(Dataset records)
+ + + + + + +

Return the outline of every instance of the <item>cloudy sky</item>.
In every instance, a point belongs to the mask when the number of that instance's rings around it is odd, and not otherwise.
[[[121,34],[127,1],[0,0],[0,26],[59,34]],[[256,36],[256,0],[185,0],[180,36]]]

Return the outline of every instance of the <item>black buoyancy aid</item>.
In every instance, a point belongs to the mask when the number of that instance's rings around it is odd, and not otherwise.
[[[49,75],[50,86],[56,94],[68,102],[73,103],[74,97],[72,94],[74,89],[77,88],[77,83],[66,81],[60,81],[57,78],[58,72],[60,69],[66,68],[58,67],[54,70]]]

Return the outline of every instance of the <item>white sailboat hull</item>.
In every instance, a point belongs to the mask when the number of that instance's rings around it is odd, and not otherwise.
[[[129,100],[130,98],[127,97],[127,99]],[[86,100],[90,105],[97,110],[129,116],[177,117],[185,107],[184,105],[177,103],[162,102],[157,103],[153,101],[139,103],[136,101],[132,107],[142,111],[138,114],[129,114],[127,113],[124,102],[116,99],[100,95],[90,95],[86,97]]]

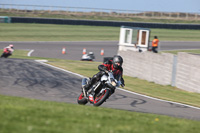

+ + + + + + +

Copy out every line of the records above word for word, leaving out the pictures.

Complete response:
Return the outline of every instance of the <item>cloudy sky</item>.
In every instance, a point belongs to the mask when the number of that instance's rings around it is odd, and not otherwise.
[[[121,34],[127,1],[0,0],[0,26],[59,34]],[[256,36],[256,0],[185,0],[180,36]]]

Return the outline of every instance of the <item>black buoyancy aid</item>.
In every instance, a point belongs to the mask when the number of that instance's rings around it is odd, and not otherwise.
[[[49,75],[50,86],[56,94],[68,102],[73,103],[74,97],[72,94],[74,89],[77,88],[77,83],[66,81],[60,81],[57,78],[58,72],[60,69],[66,68],[58,67],[54,70]]]

Return the outline of every instance of the <item>white sailboat hull</item>.
In every instance, a point belongs to the mask when the number of that instance's rings around it is odd, and not otherwise.
[[[129,100],[130,98],[127,97],[127,99]],[[86,100],[90,105],[97,110],[129,116],[177,117],[185,107],[184,105],[177,103],[162,102],[157,103],[153,101],[139,103],[136,101],[132,107],[142,111],[138,114],[129,114],[127,113],[124,102],[116,99],[100,95],[90,95],[86,97]]]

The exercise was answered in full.